* [LESETEXT]
-*-

Curlerinnen verpassen den Final«Ich fühle mich total leer und bin extrem traurig»
Die Schweizerinnen verlieren den Halbfinal gegen Japan 6:8 und spielen am Samstag um Bronze. Innert 21 Stunden müssen sie die bittere Enttäuschung abstreifen.
Manchmal kommt es knüppeldick. Zuerst die bittere Niederlage gegen Japan, dann der Spiessrutenlauf durch die Mixed Zone. Anstatt für sich allein die Gedanken ordnen zu können, musste Silvana Tirinzoni immer wieder versuchen, all das in Worte zu fassen, was sich gerade ereignet hatte. Das, was niemand erwartet hatte.
Und natürlich die damit verbundenen Emotionen. Das Platzen des Goldtraums für die 42-Jährige und ihre Teamkolleginnen, die Gefühle jetzt, in den Minuten danach. Es fiel dem Team-Routinier mit der Erfahrung ungezählter Curlingschlachten schwer. Sie musste sich anstrengen, um die Fassung zu bewahren: «Ich fühle mich total leer und bin extrem traurig. Ich weiss gar nicht, was ich sagen soll.»
Das Viererhaus im fünften End als Knackpunkt
Die Schweizerinnen hatten die erste Turnierphase fast nach Belieben dominiert, aufgrund der gezeigten Leistungen gingen sie als klare Favoritinnen in die K.o.-Phase. Dass es aber gegen die Japanerinnen schwer werden würde, hatte sich schon am Vortag im Round-Robin-Duell angedeutet.

-*-

Datensätze:
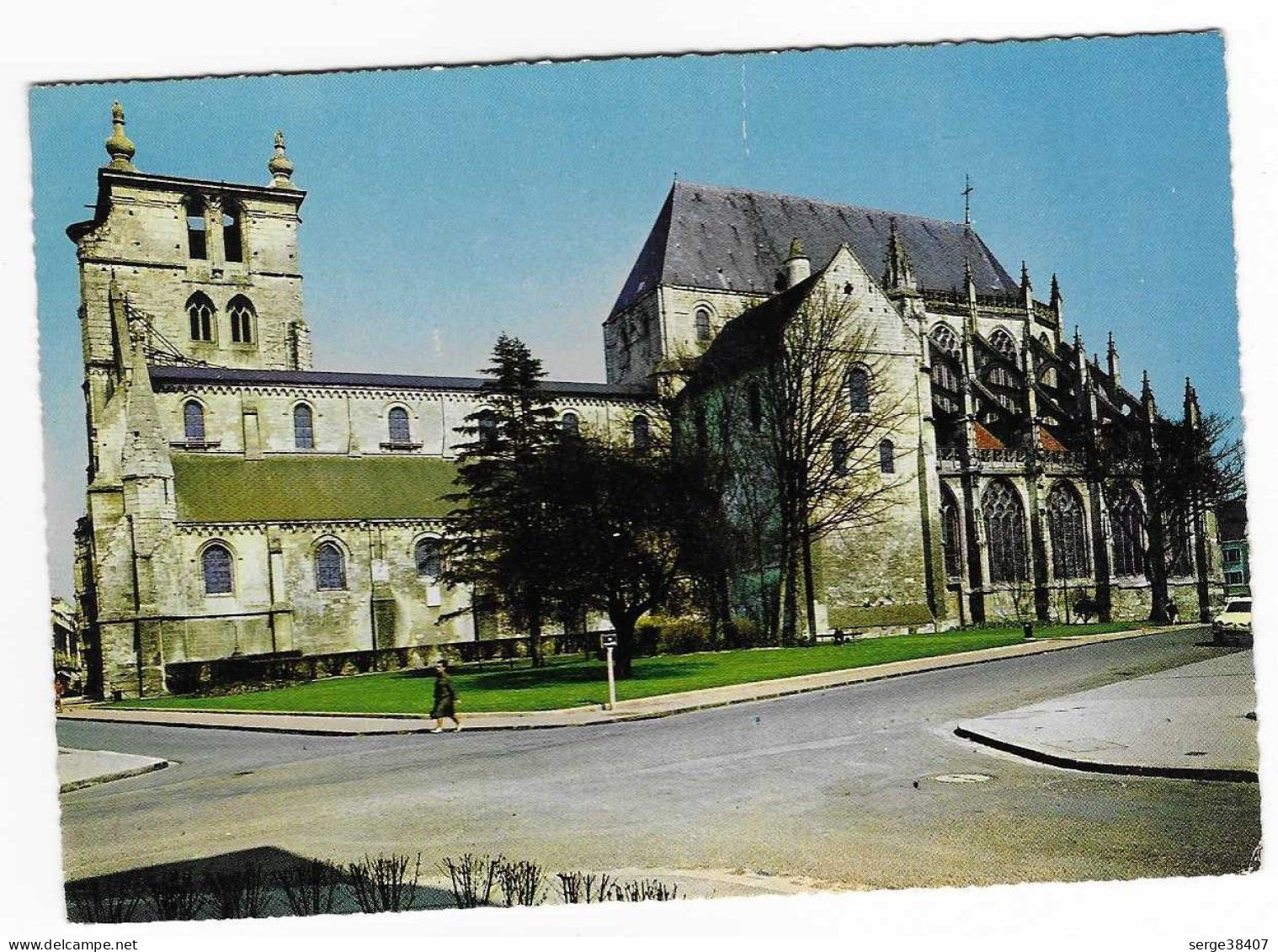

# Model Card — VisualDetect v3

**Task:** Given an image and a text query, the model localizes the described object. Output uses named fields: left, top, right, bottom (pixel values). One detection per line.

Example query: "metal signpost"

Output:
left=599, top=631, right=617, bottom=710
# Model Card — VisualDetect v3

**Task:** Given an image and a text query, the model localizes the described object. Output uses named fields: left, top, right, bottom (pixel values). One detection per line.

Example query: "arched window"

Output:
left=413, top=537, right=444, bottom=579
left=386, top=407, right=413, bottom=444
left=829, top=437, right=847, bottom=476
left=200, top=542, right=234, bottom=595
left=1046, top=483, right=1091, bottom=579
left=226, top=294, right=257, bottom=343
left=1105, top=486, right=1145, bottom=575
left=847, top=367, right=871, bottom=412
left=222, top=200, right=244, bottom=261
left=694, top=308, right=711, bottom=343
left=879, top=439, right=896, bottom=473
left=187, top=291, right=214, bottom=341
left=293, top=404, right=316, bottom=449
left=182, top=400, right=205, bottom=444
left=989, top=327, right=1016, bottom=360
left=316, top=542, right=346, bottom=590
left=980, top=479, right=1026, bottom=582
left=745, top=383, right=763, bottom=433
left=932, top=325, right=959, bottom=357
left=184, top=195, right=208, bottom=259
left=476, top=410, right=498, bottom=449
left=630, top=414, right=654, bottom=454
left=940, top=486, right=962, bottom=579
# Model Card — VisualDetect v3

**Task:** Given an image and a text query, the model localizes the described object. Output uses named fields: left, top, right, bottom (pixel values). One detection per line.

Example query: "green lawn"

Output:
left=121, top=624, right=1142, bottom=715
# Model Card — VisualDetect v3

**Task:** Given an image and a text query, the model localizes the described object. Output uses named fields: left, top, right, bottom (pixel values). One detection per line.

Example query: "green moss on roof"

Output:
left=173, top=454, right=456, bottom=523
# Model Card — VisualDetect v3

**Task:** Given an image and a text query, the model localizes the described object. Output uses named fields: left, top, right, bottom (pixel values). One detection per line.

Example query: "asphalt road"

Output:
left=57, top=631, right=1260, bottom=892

-*-

* [AUFGABEN UND ÜBUNGEN]
[a] Warum gingen die Schweizerinnen laut dem Lesetext als klare Favoritinnen in die K.o.-Phase? Antworte in ein bis drei Sätzen.
[b] Suche in den Datensätzen alle Zeilen, die das Wort „green“ enthalten, und schreibe sie ab. Groß- und Kleinschreibung zählt.

* [LÖSUNGEN]
[a] Sie hatten die erste Turnierphase fast nach Belieben dominiert. Wegen der dabei gezeigten Leistungen galten sie als klare Favoritinnen.

[b]
Example query: "green lawn"
Example query: "green moss on roof"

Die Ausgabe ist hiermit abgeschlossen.